The Board of Directors of Lavipharm SA approved by unanimous decision of the present members the granting of a license for the acquisition by the company of an intangible asset of a profitable business activity, consisting of all the exclusive rights of ownership, production, marketing and distribution throughout the world, except the .P.A., a transdermal product (patch) for administration of the active medicinal substance of clonidine, aimed at sufferers of high blood pressure, as well as the existing commercial activity of distribution of this product in Italy (all of the above together the “Property Element”) and the drawing up of a contract in accordance with the terms contained therein against the following consideration:
1. Amount of Euro 34,000,000.00
2. A percentage of 10% on the net sales of the above pharmaceutical product by the Company in Italy for a period of 15 years starting from the date of completion of the Proposed Acquisition and
3. A 5% rate on the net sales of the above pharmaceutical product by the Company in the rest of the world, except for the United States of America and Italy (to which the provisions contained in 2 above apply) for a period of 15 years, starting from the date of the first commercial sale of the Asset in any country in the rest of the world, except the United States of America and Italy. From the Proposed Consideration, an amount of Euro 34,000,000.00 is proposed to be financed through part of the funds to be raised from the share capital increase.
The Asset belongs to the foreign company called Lavipharm Group Holding SA (the “LGH”), owned by Loukias Lavidas, Elli Maria Lavidas, Telemaque Jean Lavidas, Danai Alexandra Lavidas and Phaedra Elenis Lavidas, legal heirs under the will of the late Athanasios Lavidas
It is noted that, before taking the above decision, the Board requested and received from the independent auditing company AUDIT SERVICES SA a report on the fairness and reasonableness of the Proposed Acquisition.

◆ ◆ ◆ ◆ ◆

> **Task to carry out**:
In the Lavipharm announcement, what did the Board request and receive from AUDIT SERVICES SA before its decision? Please answer in one sentence.

> **Referring expression pointing data**:
◆ ◆ ◆ ◆ ◆

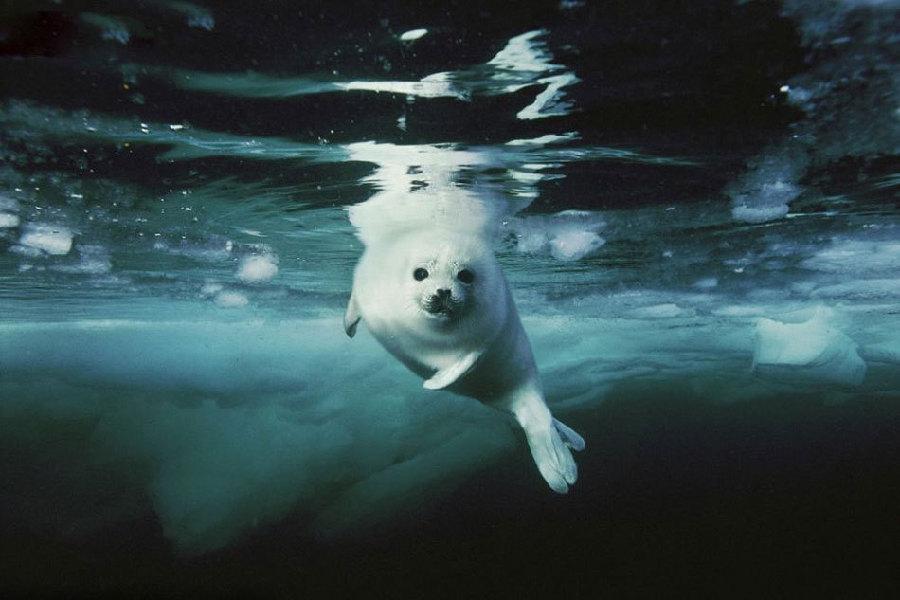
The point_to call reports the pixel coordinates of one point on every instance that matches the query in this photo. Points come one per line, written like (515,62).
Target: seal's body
(437,300)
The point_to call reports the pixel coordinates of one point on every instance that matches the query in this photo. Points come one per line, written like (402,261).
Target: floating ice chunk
(8,220)
(573,244)
(412,35)
(211,289)
(568,235)
(94,260)
(197,16)
(811,350)
(661,311)
(856,256)
(764,192)
(257,268)
(8,204)
(758,214)
(50,239)
(230,299)
(111,28)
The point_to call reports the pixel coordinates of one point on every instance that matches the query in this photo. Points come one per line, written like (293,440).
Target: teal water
(697,217)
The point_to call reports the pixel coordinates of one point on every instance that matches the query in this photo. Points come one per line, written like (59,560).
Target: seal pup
(436,298)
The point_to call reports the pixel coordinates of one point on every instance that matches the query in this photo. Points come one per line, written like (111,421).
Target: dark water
(697,214)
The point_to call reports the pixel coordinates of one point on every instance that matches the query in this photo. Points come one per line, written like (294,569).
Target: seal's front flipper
(449,375)
(569,436)
(351,317)
(550,441)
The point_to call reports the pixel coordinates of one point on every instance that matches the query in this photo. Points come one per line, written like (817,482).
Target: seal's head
(447,277)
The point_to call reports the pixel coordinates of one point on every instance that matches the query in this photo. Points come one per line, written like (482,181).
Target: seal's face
(446,297)
(443,277)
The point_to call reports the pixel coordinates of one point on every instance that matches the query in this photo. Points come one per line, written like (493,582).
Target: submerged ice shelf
(245,410)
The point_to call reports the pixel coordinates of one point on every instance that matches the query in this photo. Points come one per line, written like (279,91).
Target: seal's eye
(466,276)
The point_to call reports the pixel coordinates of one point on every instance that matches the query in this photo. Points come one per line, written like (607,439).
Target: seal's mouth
(441,305)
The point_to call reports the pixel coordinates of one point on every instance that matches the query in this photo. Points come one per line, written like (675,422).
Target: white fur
(478,349)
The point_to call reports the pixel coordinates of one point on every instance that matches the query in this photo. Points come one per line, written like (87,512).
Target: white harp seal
(436,299)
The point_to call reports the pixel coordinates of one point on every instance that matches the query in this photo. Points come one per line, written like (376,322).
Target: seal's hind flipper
(449,375)
(351,317)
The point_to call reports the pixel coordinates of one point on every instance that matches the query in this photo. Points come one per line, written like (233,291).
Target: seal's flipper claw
(553,459)
(569,435)
(351,317)
(551,448)
(449,375)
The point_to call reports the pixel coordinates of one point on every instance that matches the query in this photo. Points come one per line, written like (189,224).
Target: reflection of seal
(438,301)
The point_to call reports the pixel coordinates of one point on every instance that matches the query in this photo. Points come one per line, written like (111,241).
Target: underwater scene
(451,299)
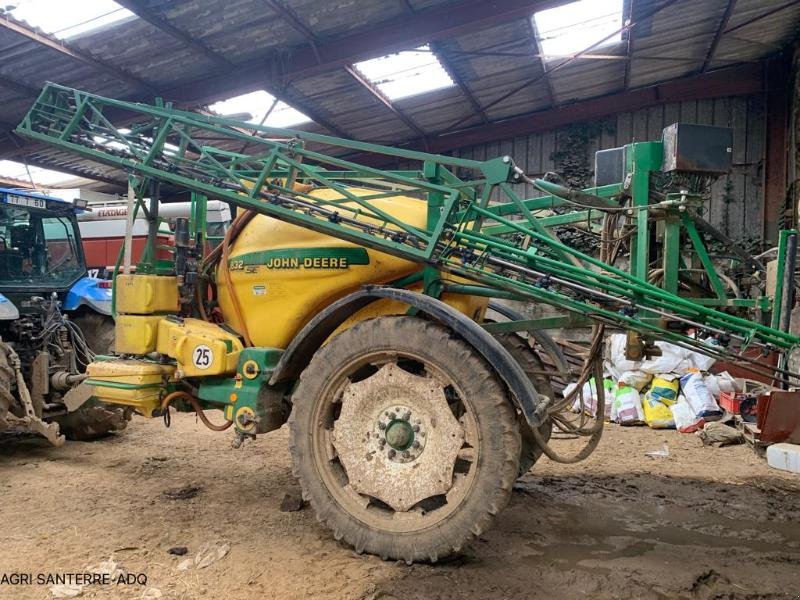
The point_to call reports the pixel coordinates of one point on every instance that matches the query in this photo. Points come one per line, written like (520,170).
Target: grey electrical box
(697,148)
(609,166)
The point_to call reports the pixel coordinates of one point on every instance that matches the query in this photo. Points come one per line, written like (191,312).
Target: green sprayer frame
(478,227)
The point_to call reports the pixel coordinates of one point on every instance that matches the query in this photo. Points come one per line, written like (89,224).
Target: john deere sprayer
(360,304)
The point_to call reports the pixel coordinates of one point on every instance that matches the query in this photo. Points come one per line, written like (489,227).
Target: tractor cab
(41,253)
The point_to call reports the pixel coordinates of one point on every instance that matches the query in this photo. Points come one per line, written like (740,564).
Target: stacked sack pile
(673,390)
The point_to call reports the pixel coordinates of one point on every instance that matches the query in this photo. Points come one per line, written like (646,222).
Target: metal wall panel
(736,199)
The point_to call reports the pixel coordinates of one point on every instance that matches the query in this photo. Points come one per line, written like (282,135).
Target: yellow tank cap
(136,334)
(146,294)
(201,348)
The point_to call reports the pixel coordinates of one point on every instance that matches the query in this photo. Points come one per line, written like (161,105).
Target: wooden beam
(444,60)
(763,15)
(63,48)
(459,81)
(777,115)
(712,49)
(23,89)
(383,99)
(160,23)
(568,61)
(71,170)
(399,33)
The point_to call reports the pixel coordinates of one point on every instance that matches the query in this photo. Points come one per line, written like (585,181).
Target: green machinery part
(478,226)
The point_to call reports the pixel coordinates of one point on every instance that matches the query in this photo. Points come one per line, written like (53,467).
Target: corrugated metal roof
(497,65)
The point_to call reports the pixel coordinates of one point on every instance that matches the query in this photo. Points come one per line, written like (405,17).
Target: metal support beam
(763,15)
(65,49)
(378,95)
(746,79)
(84,174)
(537,48)
(143,12)
(297,24)
(23,89)
(712,49)
(626,84)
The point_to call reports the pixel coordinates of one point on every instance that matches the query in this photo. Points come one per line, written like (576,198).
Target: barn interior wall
(736,200)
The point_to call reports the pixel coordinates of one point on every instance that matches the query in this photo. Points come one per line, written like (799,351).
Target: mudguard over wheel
(533,366)
(94,420)
(403,439)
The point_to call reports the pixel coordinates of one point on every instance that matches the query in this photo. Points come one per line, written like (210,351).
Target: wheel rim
(395,441)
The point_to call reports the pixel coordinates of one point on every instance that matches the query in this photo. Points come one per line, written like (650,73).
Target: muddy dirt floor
(702,523)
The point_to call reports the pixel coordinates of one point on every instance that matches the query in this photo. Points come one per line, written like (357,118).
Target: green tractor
(53,321)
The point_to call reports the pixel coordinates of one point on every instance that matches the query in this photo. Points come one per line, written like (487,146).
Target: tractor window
(37,250)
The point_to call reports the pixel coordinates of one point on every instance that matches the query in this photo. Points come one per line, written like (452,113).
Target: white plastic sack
(700,361)
(628,406)
(699,398)
(635,379)
(683,415)
(722,382)
(590,399)
(671,357)
(615,354)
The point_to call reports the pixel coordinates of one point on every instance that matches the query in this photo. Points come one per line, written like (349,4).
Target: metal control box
(697,148)
(609,166)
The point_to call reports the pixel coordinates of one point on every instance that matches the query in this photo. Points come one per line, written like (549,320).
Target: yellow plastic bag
(662,394)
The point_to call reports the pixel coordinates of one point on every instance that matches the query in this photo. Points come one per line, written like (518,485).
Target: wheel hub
(400,453)
(399,435)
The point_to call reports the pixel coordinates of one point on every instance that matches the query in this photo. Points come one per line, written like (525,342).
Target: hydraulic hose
(170,398)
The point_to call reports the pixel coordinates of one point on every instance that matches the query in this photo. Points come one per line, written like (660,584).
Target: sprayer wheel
(403,439)
(521,351)
(98,330)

◆ ◆ ◆ ◆ ◆

> **Result**:
The Board received a report on the fairness and reasonableness of the Proposed Acquisition.